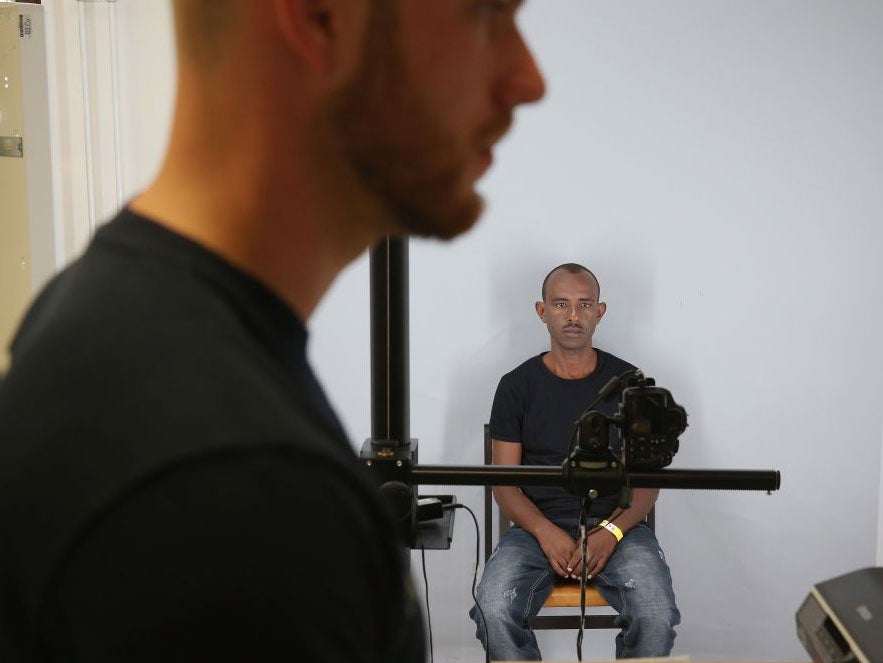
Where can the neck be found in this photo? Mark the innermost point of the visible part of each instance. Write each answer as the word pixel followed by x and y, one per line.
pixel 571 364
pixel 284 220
----
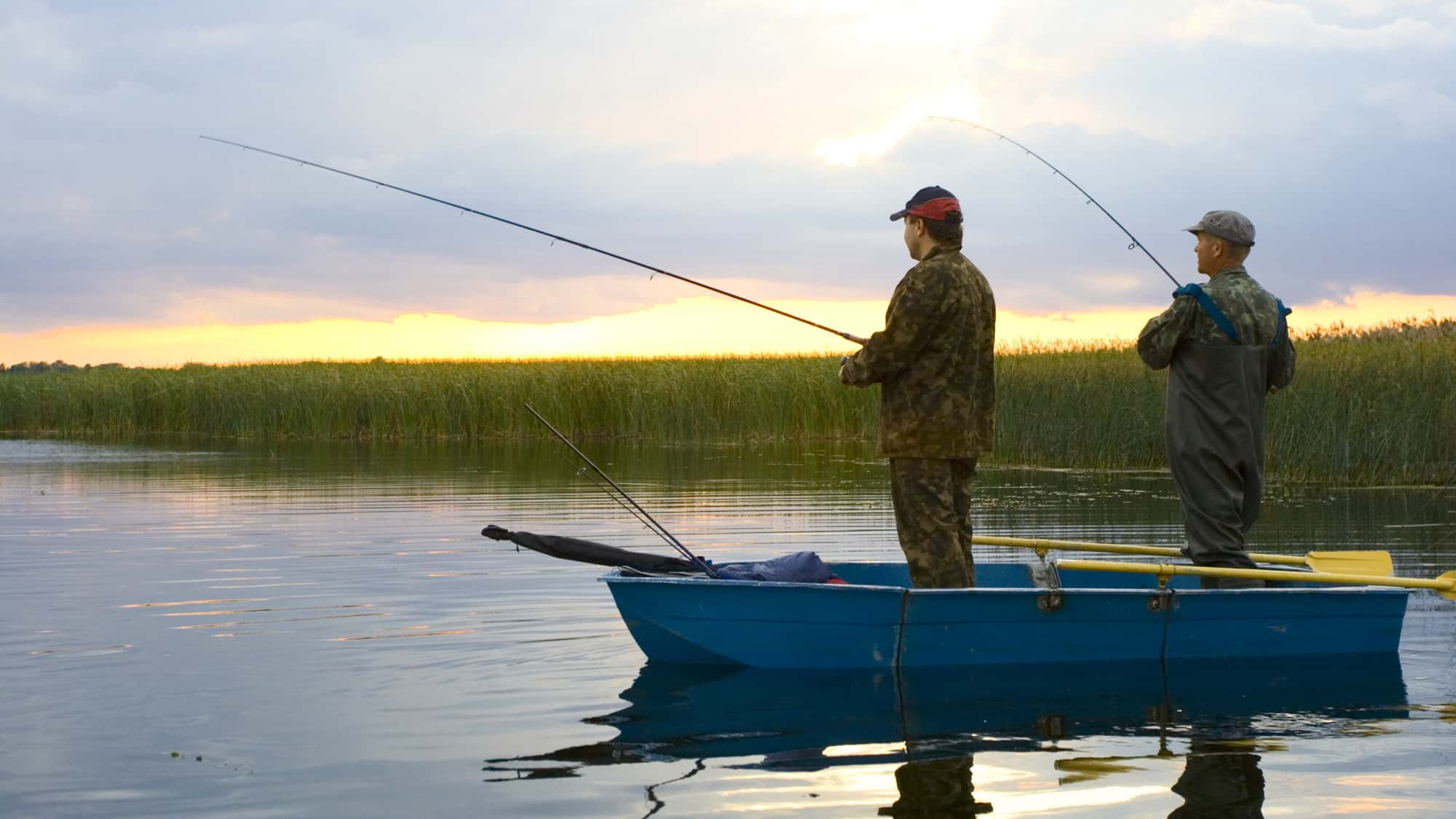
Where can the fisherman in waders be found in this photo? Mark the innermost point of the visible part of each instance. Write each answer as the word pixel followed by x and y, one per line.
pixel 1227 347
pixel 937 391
----
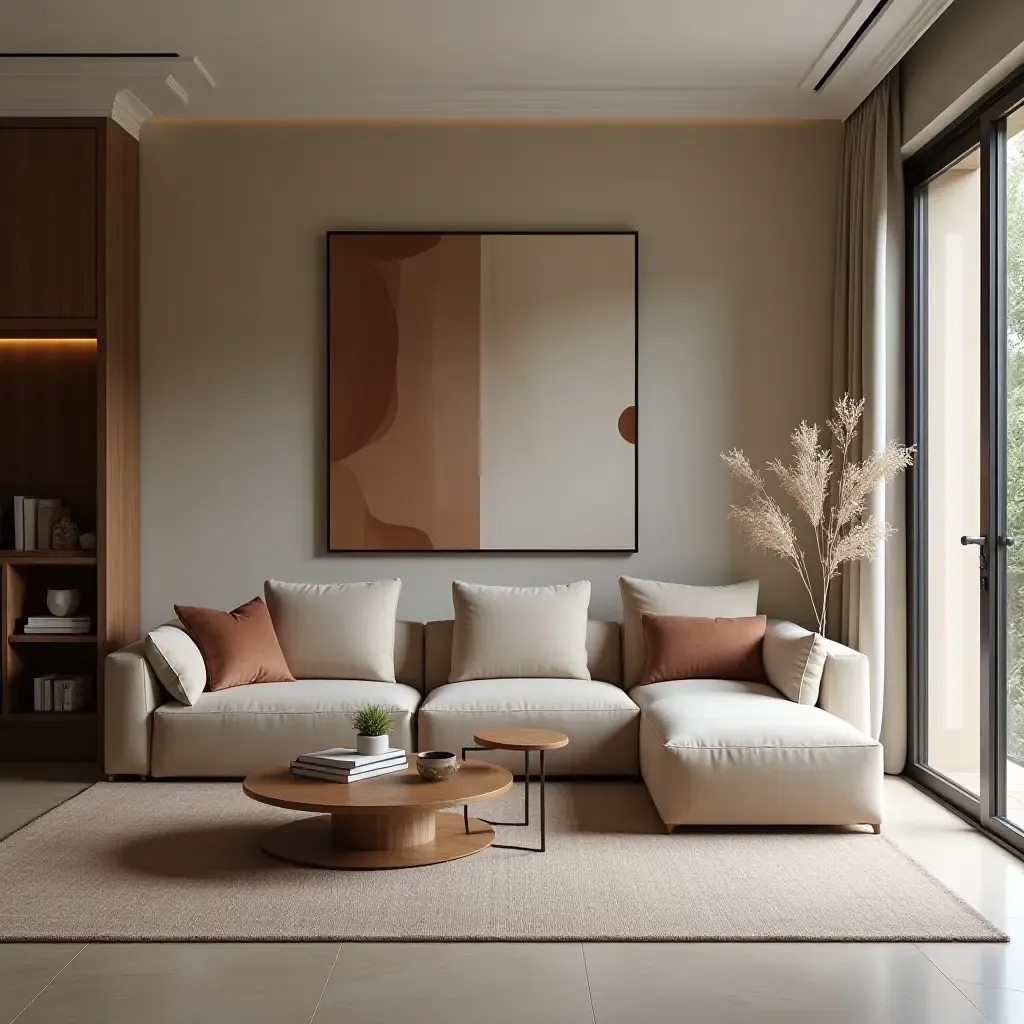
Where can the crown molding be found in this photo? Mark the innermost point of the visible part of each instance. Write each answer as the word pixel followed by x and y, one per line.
----
- _Aim of the exercise_
Arrange the records between the lines holding "Where can the fisherman" and "pixel 937 391", inclusive, as a numbered list, leaving out any blank lines.

- _Response below_
1. Where can the fisherman in waders be found in this photo? Mark the innermost point of the visible part of each instance. Write each answer as the word pixel followed by x and y, one per line.
2. pixel 1227 347
3. pixel 937 391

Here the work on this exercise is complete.